#### Data provided

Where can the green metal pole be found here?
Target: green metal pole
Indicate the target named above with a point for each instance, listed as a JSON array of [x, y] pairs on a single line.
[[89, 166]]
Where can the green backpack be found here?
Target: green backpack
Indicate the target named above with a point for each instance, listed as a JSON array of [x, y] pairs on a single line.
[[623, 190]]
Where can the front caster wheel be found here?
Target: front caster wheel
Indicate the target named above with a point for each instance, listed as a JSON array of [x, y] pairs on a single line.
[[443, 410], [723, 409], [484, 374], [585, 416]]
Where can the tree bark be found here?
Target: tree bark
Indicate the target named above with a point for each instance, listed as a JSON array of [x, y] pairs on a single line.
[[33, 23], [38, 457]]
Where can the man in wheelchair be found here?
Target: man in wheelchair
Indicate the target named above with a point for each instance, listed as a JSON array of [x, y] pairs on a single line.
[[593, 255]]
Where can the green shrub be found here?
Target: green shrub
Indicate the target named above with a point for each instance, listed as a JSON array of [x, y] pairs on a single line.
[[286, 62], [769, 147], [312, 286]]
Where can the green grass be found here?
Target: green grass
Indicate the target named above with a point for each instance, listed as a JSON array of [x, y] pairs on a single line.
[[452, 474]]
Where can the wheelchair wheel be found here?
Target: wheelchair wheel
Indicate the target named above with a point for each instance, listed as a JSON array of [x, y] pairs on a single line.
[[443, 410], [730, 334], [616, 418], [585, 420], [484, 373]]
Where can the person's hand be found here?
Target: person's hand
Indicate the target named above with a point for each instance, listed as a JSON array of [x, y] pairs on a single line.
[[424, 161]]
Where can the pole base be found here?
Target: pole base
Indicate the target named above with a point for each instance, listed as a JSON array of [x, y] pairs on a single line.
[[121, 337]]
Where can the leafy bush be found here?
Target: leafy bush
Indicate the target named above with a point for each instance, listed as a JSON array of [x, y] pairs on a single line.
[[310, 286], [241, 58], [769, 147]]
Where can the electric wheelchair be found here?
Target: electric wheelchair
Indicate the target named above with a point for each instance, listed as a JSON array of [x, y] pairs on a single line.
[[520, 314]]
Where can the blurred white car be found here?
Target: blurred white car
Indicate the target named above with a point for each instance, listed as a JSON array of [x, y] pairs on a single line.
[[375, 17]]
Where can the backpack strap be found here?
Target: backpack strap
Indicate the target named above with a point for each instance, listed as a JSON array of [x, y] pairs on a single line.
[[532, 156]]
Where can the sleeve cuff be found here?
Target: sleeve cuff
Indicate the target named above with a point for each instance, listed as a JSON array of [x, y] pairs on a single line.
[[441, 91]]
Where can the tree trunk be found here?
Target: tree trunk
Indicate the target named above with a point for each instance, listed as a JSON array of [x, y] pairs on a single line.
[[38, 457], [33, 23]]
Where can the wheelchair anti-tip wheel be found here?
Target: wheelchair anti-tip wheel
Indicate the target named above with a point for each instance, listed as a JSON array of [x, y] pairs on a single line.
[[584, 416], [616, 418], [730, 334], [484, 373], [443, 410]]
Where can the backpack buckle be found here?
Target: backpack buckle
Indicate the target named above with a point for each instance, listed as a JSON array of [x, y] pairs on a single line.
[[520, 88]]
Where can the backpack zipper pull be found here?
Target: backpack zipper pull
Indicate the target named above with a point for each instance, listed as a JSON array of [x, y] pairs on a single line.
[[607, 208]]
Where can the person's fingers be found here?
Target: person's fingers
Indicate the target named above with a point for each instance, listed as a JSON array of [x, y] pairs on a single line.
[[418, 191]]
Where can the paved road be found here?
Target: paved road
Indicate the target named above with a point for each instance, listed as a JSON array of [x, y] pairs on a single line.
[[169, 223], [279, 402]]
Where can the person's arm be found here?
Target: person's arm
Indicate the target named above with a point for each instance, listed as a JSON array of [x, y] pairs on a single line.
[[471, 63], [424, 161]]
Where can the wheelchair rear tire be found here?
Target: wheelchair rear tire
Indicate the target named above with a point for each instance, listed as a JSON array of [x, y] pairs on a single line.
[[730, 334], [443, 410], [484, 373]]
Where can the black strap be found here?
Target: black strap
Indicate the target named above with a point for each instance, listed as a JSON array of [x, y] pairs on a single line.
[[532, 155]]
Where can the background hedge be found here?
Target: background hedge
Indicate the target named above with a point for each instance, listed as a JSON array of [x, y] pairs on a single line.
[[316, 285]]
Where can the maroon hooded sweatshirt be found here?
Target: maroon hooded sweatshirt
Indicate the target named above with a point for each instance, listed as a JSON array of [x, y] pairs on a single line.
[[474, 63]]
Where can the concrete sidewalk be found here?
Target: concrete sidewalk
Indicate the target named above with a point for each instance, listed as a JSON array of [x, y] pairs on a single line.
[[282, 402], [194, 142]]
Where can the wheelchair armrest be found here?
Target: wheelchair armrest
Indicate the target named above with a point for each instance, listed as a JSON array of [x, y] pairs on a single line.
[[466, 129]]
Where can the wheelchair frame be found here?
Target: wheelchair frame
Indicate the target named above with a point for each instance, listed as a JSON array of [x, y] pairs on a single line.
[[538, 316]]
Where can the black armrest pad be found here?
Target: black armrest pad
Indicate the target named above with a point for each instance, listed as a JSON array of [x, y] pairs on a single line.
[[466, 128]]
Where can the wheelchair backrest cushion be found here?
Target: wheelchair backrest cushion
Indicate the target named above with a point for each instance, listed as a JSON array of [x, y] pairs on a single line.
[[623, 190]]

########

Nothing in the records may be left out; copy them all exactly.

Where can the green metal pole be found here?
Target: green metal pole
Indicate the target named above with a point for each instance, listed as a JSON array of [x, y] pairs on a single line.
[[89, 166]]
Where can the green backpack be found here?
Target: green backpack
Indicate the target named above with a point for each instance, listed as a JSON array of [x, y] pairs on a single line.
[[623, 190]]
Where can the front caster wheel be found here?
Target: front caster wheel
Indicate the target named above with a point for each instance, listed as a JSON array of [x, y] pairs on a single line.
[[443, 410], [723, 409], [484, 374], [585, 416]]
Where can the tree bark be found here?
Target: tree bark
Indicate the target named above with a point for each instance, listed as a JSON array of [x, y] pairs on a single line.
[[33, 23], [38, 457]]
Where can the man in wheelchair be found here?
Target: man in wheelchair
Indicate the target named above with a point for each instance, listed as a JSON array of [x, y] pairs on a single line.
[[593, 255]]
Where can the green shrub be found here?
Target: green shrub
Indicate the target named above with a point for each instance, listed as a JSON array of [x, y] pairs on a single line.
[[286, 62], [769, 147], [312, 286]]
Where can the green grass be found here?
Target: green grass
Indicate the target named above with a point for each instance, listed as a JSON array of [x, y] pairs on a single line.
[[452, 474]]
Where can the wheelchair wheel be found here?
Target: wheelchair wheel
Indicate the target named above with a point for each instance, listed as a JSON array of [x, y] pairs on a single line.
[[443, 410], [730, 334], [616, 418], [585, 420], [484, 373]]
Where can the person's hand be found here?
Target: person's hand
Indicate the target named above with a point for each instance, listed as a JSON array of [x, y] pairs on a single line.
[[424, 161]]
Where can the pole base be found here?
Target: pole base
Indicate the target named above with a point for each instance, listed as a JSON array of [x, y] pairs on a single line.
[[121, 337]]
Where can the leafy bush be found here?
Target: leafy bush
Indicate the target named above with a point for each instance, listed as a JSON array of [x, y] pairs on a single line.
[[310, 286], [241, 58], [769, 147]]
Where can the electric wheelchair be found here?
Target: electric wheelchair
Indicate the target named above with a point for each instance, listed as a JSON array of [x, y] pairs on a single line.
[[520, 314]]
Where can the blurred white car be found here?
Target: blurred white car
Indicate the target named above with a point for each instance, listed as a JSON array of [x, y] pairs on a single line.
[[375, 17]]
Where can the backpack strap be found here?
Target: backpack strap
Indicate the target named above with a point for each instance, listed as a JSON array of [x, y] pairs on a single line.
[[532, 156]]
Where can the sleeve cuff be found here?
Target: sleeve cuff
Indicate the target named above with a point for each instance, listed as a JSON array of [x, y] pairs on a single line.
[[441, 91]]
Where can the tree trunk be found here?
Target: tree trunk
Indicate the target named above with a point for each instance, listed as a JSON array of [x, y] pairs on a single line.
[[38, 457], [33, 23]]
Where can the wheelchair anti-tip wheel be found here?
Target: wheelchair anti-tip wheel
Indicate the target named above with a point for each instance, listed as a JSON array of [x, y] pairs on a single line.
[[584, 416], [616, 418], [730, 334], [484, 373], [443, 410]]
Where can the backpack buckle be found here?
Target: backpack buckle
Indicate the target named above with a point for each instance, listed as a JSON array of [x, y] pairs on a single line.
[[520, 88]]
Where can the backpack zipper pull be found here?
Target: backpack zipper pull
Indicate the target named above with a point for each instance, listed as a JSON array of [x, y] pairs on a single line.
[[607, 208]]
Where can the person's fingers be found here?
Target: person's fingers
Indicate the target named above with a point for each instance, listed as a JSON array of [x, y] pairs on a single line.
[[418, 191]]
Where can the paved road be found here?
Target: paved road
Indicate the target named above with a point for each instance, listed as a JSON array of [x, y] pairs on a single line.
[[169, 223], [279, 402]]
Where can the person's arm be found here?
Target: person's arm
Indicate the target named above with a point for each instance, listed as a JSON array of [x, y] pairs on a single line.
[[471, 63], [424, 161]]
Where can the wheelchair rear tire be found here?
Target: wheelchair rear tire
Indicate the target named above with a point for each instance, listed as a JSON array of [x, y] pairs on a single line.
[[730, 334], [443, 410], [484, 373]]
Where can the black strap be found here?
Target: black strap
Indicate the target named above with a point for each instance, listed as a JSON array of [x, y] pairs on a single line.
[[532, 155]]
Where can the background hedge be found here?
Target: background hedge
Indicate the target named above with a point for each instance, listed as a JSON array of [x, y] pairs on a single line.
[[316, 285]]
Where can the maroon hooded sweatshirt be found here?
Target: maroon hooded sweatshirt
Indicate the target named above with a point for each instance, listed as a JSON array of [x, y] pairs on a single line.
[[474, 63]]
Where can the concrete sidewalk be found here?
Target: concrete sidewalk
Indicate the target named above with a point for each instance, listed as a JSON array of [x, y] pairs on a single line.
[[282, 402], [194, 142]]
Where can the wheelchair armrest be found here?
Target: wheelchair armrest
Indicate the target named above with a point for each instance, listed as a JSON array of [x, y] pairs on a single line.
[[466, 129]]
Where can the wheelchair frame be found here?
Target: wheelchair frame
Indicate the target named above with a point for each instance, listed as a JSON array of [x, y] pairs on a single line.
[[538, 316]]
Where can the black armrest pad be found here?
Target: black armrest pad
Indicate the target named above with a point for each instance, listed as a JSON array of [x, y] pairs on a single line.
[[466, 128]]
Where can the wheelchair backrest cushion be found here?
Target: wheelchair backrest cushion
Indicate the target named above with a point for each instance, listed as a JSON array of [x, y] pairs on a single line.
[[623, 190]]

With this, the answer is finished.